_WORK REQUIRED_.
When copying the data, keep every line exactly the same.

::::::

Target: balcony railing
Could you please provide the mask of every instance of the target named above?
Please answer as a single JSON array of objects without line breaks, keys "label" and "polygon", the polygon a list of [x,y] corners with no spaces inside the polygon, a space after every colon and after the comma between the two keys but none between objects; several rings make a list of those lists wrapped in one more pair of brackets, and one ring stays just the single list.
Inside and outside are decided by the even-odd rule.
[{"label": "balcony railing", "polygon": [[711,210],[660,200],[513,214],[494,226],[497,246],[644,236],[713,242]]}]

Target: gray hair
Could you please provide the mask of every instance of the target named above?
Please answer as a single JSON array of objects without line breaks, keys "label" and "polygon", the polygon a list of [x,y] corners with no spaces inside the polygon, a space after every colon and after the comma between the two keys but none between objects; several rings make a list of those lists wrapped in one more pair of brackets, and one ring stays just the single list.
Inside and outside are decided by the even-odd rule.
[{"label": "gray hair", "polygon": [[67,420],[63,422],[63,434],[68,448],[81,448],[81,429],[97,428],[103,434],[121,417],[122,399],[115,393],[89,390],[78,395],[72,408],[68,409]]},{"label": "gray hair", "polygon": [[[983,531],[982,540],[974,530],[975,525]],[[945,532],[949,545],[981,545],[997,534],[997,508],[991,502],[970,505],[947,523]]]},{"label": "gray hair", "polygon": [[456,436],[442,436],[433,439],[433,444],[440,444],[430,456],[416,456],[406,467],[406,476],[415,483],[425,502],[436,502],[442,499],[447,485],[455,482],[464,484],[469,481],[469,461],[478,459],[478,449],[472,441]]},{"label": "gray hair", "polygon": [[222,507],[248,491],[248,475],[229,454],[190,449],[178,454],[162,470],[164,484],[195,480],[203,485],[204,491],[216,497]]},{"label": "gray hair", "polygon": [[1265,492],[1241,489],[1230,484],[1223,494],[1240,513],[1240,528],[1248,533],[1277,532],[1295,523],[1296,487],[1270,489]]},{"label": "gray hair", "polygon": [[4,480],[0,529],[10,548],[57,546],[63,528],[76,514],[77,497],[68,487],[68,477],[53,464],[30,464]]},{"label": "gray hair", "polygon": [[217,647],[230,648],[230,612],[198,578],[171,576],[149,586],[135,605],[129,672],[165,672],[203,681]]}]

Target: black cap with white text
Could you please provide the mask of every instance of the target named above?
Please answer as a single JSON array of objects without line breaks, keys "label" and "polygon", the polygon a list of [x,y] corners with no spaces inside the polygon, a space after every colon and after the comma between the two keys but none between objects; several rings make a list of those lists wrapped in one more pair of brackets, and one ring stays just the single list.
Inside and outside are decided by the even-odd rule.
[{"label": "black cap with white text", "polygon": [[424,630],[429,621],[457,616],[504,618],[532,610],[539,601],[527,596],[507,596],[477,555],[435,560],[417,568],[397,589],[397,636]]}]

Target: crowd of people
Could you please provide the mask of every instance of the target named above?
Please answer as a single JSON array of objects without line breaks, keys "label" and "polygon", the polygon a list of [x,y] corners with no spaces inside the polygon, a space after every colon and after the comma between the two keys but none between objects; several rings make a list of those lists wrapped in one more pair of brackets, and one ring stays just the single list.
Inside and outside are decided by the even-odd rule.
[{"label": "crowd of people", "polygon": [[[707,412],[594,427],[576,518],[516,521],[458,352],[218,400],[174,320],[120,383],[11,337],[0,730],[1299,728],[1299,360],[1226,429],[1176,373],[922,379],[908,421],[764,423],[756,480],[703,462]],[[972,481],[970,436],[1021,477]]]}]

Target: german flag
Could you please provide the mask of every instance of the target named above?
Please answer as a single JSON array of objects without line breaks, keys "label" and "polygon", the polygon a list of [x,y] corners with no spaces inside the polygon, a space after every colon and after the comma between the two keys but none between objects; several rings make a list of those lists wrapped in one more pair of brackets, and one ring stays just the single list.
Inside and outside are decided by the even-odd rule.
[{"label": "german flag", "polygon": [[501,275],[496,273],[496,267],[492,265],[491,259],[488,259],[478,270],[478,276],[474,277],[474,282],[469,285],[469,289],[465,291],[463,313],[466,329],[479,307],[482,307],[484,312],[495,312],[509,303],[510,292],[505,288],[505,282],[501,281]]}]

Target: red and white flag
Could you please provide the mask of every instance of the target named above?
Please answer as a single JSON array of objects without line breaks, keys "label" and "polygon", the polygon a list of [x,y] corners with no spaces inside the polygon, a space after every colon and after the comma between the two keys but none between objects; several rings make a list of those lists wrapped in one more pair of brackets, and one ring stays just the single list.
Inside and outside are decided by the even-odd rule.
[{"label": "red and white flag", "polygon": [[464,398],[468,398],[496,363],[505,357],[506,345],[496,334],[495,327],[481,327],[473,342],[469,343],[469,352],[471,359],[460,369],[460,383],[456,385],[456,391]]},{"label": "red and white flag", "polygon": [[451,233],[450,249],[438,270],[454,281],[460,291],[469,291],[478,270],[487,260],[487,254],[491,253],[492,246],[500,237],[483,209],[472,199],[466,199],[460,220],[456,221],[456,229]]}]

::::::

_EXPECTED OUTPUT_.
Target: balcony railing
Could you please provide the mask of every instance of the target named above?
Please answer as a single JSON array of objects without line breaks, keys "label" and "polygon", the polygon a list of [x,y] corners with no spaces inside the polygon, a space after every colon and after the comma between the two keys but none between objects; several rings make a list of those lists wrapped in one more pair of brackets, and one ring stays just the single list.
Inside and outside are decided by the even-odd rule.
[{"label": "balcony railing", "polygon": [[711,210],[660,200],[513,214],[494,226],[497,246],[644,236],[713,242]]}]

Target: gray hair
Could you please provide the mask of every instance of the target named above?
Please answer as a single JSON array of objects without line breaks, keys "label" and "polygon", the polygon a list of [x,y] corners with no spaces inside the polygon, a space after every colon and after the comma between the two keys but none between objects; several rings make a list of those lists wrapped in one more pair of brackets, and one ring stays just the single list.
Inside and outside are decided by the even-odd rule.
[{"label": "gray hair", "polygon": [[67,420],[63,422],[63,434],[68,448],[81,448],[81,429],[97,428],[103,434],[121,417],[122,399],[115,393],[89,390],[78,395],[72,408],[68,409]]},{"label": "gray hair", "polygon": [[[983,531],[982,540],[974,530],[975,525]],[[945,532],[949,545],[981,545],[997,534],[997,508],[991,502],[970,505],[947,523]]]},{"label": "gray hair", "polygon": [[456,436],[442,436],[433,439],[433,444],[440,444],[430,456],[416,456],[406,467],[406,476],[415,483],[425,502],[436,502],[442,499],[447,485],[455,482],[464,484],[469,481],[469,461],[478,459],[478,449],[472,441]]},{"label": "gray hair", "polygon": [[222,507],[248,491],[248,475],[229,454],[190,449],[178,454],[162,470],[164,484],[195,480],[203,485],[204,491],[216,497]]},{"label": "gray hair", "polygon": [[1265,492],[1241,489],[1230,484],[1223,494],[1240,513],[1240,528],[1248,533],[1277,532],[1295,523],[1296,487],[1270,489]]},{"label": "gray hair", "polygon": [[4,480],[0,529],[10,548],[57,546],[63,528],[76,514],[77,497],[68,487],[68,477],[53,464],[30,464]]},{"label": "gray hair", "polygon": [[217,647],[230,648],[230,612],[198,578],[171,576],[149,586],[135,605],[129,672],[165,672],[203,681]]}]

Target: black cap with white text
Could you please provide the mask of every instance of the target named above?
Please answer as a single JSON array of objects without line breaks, keys "label" and "polygon", the polygon a list of [x,y] corners with no spaces inside the polygon, a space after every colon and after the comma between the two keys but none between objects; several rings make a list of those lists wrapped in one more pair of brackets, and one ring stays just the single list.
Inside and outside are decided by the even-odd rule.
[{"label": "black cap with white text", "polygon": [[424,630],[429,621],[457,616],[504,618],[532,610],[539,601],[527,596],[507,596],[477,555],[435,560],[417,568],[397,589],[397,636]]}]

Target: crowd of people
Could you please provide the mask of every instance of the target named above?
Please answer as a single JSON array of objects without line breaks, keys "label" and "polygon", the polygon a list of [x,y] corners with no spaces inside the polygon, a space after every colon and after the comma between the two keys but none between objects; several rings make a list of those lists wrapped in one more pair of brackets, and one ring stays just the single list.
Inside and outside are decided by the even-odd rule.
[{"label": "crowd of people", "polygon": [[[707,412],[594,427],[576,518],[516,521],[458,352],[218,400],[174,320],[120,383],[11,337],[0,730],[1299,728],[1299,360],[1226,429],[1176,373],[922,379],[908,421],[764,423],[756,480],[703,462]],[[972,481],[970,436],[1021,477]]]}]

Target: german flag
Could you please provide the mask of every instance of the target named above?
Please answer as a single JSON array of objects without line breaks, keys "label" and "polygon", the polygon a list of [x,y] corners with no spaces inside the polygon, a space after every colon and after the comma between the two keys but none between objects; several rings make a list of those lists wrapped in one more pair of brackets, and one ring stays just the single list.
Inside and outside are decided by the even-odd rule.
[{"label": "german flag", "polygon": [[501,275],[496,273],[496,267],[492,265],[491,259],[488,259],[478,270],[478,276],[474,277],[474,282],[469,285],[469,289],[465,291],[463,313],[466,329],[479,307],[482,307],[484,312],[495,312],[509,303],[510,292],[505,288],[505,282],[501,281]]}]

Target: red and white flag
Could you please provide the mask of every instance of the target named above?
Please answer as a single JSON array of objects without line breaks, keys "label" and "polygon", the polygon a list of [x,y] corners with no spaces inside the polygon, a space after every colon and after the comma between the two keys but none between objects; several rings make a list of those lists wrapped in one more pair of brackets, and one ring stays just the single list.
Inside and outside are decided by the even-odd rule.
[{"label": "red and white flag", "polygon": [[464,398],[468,398],[496,363],[505,357],[506,345],[496,334],[495,327],[481,327],[473,342],[469,343],[469,352],[471,359],[460,369],[460,383],[456,385],[456,391]]},{"label": "red and white flag", "polygon": [[451,233],[450,249],[438,270],[454,281],[460,291],[469,291],[478,270],[487,260],[487,254],[491,253],[492,246],[500,237],[483,209],[472,199],[466,199],[460,220],[456,221],[456,229]]}]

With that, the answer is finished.